* Required task *
Recast the data as a Markdown table with the columns Row and Line. Start at the line containing "the horse's muzzle" and continue through the line containing "x=255, y=248", giving each non-blank line a numbered row and leaving out the pictures.

§ §

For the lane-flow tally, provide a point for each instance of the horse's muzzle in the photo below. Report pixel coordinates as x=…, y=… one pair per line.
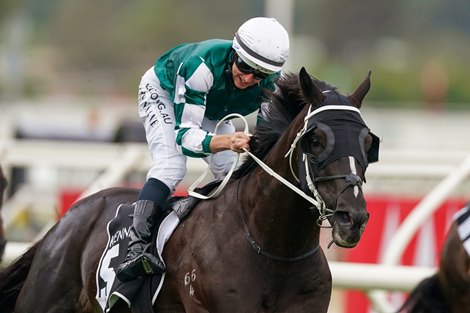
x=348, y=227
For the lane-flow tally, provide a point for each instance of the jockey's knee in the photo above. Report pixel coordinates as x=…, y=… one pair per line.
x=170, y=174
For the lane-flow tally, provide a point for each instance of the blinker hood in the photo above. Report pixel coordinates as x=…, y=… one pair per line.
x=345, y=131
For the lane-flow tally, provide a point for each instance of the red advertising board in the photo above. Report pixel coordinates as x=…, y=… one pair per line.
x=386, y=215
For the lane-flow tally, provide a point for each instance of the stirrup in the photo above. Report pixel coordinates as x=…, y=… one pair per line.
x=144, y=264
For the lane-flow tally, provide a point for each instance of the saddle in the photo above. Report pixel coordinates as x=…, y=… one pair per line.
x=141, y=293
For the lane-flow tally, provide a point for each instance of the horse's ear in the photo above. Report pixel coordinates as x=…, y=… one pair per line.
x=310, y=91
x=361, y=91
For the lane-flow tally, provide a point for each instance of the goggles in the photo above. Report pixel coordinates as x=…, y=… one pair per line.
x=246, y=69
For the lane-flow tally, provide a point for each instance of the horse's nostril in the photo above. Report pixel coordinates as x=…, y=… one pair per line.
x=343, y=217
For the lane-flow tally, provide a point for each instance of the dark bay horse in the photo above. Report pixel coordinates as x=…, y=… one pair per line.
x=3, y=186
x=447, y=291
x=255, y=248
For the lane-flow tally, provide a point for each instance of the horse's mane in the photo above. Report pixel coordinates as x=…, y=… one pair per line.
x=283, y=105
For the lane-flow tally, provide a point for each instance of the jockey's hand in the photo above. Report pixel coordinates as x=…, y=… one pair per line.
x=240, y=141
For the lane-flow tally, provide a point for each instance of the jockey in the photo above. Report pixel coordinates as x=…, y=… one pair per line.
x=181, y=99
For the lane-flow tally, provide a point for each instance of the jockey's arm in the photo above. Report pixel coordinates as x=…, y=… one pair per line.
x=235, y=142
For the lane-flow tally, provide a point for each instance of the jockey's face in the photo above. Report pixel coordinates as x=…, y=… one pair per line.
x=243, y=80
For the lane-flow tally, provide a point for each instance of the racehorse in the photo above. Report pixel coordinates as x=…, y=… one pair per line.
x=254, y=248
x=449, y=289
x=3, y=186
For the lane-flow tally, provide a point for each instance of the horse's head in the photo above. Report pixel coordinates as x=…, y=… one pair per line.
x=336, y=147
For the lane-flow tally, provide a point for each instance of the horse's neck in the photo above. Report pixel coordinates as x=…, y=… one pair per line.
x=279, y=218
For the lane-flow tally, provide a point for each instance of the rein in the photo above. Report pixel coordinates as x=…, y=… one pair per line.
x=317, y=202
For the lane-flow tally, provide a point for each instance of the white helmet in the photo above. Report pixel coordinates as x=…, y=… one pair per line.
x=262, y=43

§ §

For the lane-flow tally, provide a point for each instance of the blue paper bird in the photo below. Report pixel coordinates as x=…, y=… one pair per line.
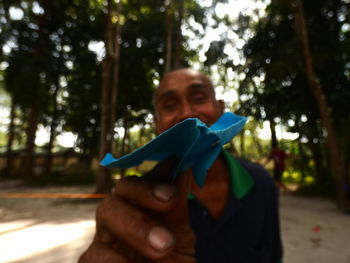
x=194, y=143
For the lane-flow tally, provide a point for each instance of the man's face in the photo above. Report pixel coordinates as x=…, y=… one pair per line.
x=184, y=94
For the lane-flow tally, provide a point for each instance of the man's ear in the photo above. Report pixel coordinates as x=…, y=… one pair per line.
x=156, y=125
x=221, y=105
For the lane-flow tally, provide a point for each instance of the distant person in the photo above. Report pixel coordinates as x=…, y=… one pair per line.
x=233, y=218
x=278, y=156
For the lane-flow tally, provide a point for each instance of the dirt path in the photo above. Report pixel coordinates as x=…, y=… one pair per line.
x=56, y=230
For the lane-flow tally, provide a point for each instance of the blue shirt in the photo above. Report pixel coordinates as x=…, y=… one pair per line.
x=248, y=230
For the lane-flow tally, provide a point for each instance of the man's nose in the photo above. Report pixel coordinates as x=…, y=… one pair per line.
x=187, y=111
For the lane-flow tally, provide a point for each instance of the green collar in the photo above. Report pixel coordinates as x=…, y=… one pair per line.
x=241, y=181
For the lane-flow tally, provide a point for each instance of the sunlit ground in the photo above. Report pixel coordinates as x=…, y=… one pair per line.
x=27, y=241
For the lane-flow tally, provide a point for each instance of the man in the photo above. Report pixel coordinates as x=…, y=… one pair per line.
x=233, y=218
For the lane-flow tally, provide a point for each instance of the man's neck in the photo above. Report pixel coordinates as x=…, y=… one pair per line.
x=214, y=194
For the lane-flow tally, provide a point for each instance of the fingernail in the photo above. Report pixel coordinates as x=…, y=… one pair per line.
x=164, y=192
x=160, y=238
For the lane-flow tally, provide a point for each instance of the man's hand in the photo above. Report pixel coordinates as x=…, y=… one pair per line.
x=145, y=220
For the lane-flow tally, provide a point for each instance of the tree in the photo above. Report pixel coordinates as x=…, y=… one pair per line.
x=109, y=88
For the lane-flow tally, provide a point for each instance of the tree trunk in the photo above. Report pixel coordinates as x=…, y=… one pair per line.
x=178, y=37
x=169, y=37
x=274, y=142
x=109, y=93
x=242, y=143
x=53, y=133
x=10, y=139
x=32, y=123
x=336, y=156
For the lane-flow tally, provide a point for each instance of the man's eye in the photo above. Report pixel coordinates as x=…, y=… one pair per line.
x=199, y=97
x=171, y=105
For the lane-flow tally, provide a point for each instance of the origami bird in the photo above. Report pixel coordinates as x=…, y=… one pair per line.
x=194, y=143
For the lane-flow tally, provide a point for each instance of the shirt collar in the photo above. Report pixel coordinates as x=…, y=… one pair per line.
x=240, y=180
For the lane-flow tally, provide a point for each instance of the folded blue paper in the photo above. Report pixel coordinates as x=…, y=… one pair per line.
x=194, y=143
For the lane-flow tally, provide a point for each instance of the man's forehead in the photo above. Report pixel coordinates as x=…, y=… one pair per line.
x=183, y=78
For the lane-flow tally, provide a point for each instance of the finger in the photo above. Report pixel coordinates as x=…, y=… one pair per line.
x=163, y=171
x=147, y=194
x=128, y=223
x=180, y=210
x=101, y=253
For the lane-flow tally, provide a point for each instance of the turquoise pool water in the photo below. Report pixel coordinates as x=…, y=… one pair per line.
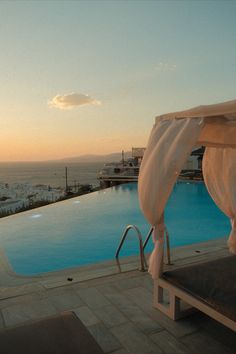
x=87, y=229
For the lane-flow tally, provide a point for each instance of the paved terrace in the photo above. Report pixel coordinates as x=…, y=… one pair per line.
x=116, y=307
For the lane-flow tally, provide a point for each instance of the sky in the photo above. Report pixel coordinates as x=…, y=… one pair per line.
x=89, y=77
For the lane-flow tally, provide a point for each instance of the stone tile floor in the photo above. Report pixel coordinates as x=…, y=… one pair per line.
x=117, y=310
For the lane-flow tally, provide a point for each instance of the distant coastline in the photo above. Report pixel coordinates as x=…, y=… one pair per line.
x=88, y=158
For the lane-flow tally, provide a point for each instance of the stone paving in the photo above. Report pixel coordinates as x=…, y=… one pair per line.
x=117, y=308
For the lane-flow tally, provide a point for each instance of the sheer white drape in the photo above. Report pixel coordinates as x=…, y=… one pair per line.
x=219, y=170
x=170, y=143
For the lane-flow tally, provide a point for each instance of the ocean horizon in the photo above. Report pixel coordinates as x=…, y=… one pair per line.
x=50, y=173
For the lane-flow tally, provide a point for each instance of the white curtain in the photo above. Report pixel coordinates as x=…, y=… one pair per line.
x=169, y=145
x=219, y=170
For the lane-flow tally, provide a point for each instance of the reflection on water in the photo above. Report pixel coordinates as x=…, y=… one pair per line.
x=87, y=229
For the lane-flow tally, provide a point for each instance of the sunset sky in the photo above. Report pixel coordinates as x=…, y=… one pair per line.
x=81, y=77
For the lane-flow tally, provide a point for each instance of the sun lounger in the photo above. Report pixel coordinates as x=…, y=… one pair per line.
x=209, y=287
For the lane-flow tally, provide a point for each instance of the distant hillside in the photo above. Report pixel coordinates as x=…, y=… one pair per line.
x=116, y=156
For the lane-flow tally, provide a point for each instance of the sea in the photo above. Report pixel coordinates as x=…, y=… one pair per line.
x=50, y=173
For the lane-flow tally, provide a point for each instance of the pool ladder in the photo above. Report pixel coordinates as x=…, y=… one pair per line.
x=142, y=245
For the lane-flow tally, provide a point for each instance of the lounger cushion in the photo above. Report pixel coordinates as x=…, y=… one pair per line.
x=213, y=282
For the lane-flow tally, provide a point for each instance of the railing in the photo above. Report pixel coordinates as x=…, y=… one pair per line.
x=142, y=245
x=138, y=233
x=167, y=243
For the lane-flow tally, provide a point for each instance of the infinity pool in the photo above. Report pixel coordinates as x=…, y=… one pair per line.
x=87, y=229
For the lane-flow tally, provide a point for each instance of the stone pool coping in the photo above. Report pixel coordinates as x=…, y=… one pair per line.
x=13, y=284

§ §

* Response to this task *
| Row | Line |
|---|---|
| 1 | For the lane-flow tally, provide a point for each instance of the horse's muzzle in the photo below. Report pixel coordinates as x=…, y=… one pair per line. |
| 2 | x=348, y=227 |
| 3 | For the lane-flow tally, provide a point for each instance of the jockey's knee in the photo above. Report pixel coordinates as x=…, y=… one pair per line. |
| 4 | x=170, y=174 |
| 5 | For the lane-flow tally, provide a point for each instance of the blinker hood in the photo above. Report pixel coordinates as x=…, y=… one pair per line. |
| 6 | x=345, y=131 |
| 7 | For the lane-flow tally, provide a point for each instance of the red advertising board in the photo above. Report pixel coordinates as x=…, y=… one pair per line. |
| 8 | x=386, y=215 |
| 9 | For the lane-flow tally, provide a point for each instance of the stirrup in the photo above. Report pixel coordinates as x=…, y=… one pair per line. |
| 10 | x=144, y=264 |
| 11 | For the lane-flow tally, provide a point for each instance of the saddle in the photo above. Report pixel coordinates as x=…, y=… one pair per line. |
| 12 | x=141, y=293 |
| 13 | For the lane-flow tally, provide a point for each instance of the horse's ear in the photo above. Report pixel coordinates as x=…, y=… one pair per line. |
| 14 | x=310, y=91 |
| 15 | x=361, y=91 |
| 16 | For the lane-flow tally, provide a point for each instance of the goggles in the photo above. Report pixel coordinates as x=…, y=… one pair per line. |
| 17 | x=246, y=69 |
| 18 | For the lane-flow tally, provide a point for each instance of the horse's nostril in the photo above. Report pixel coordinates as x=…, y=… one pair per line. |
| 19 | x=343, y=217 |
| 20 | For the lane-flow tally, provide a point for each instance of the dark bay horse in the photo above. Report pixel coordinates as x=…, y=… one pair per line. |
| 21 | x=3, y=186 |
| 22 | x=447, y=291 |
| 23 | x=255, y=248 |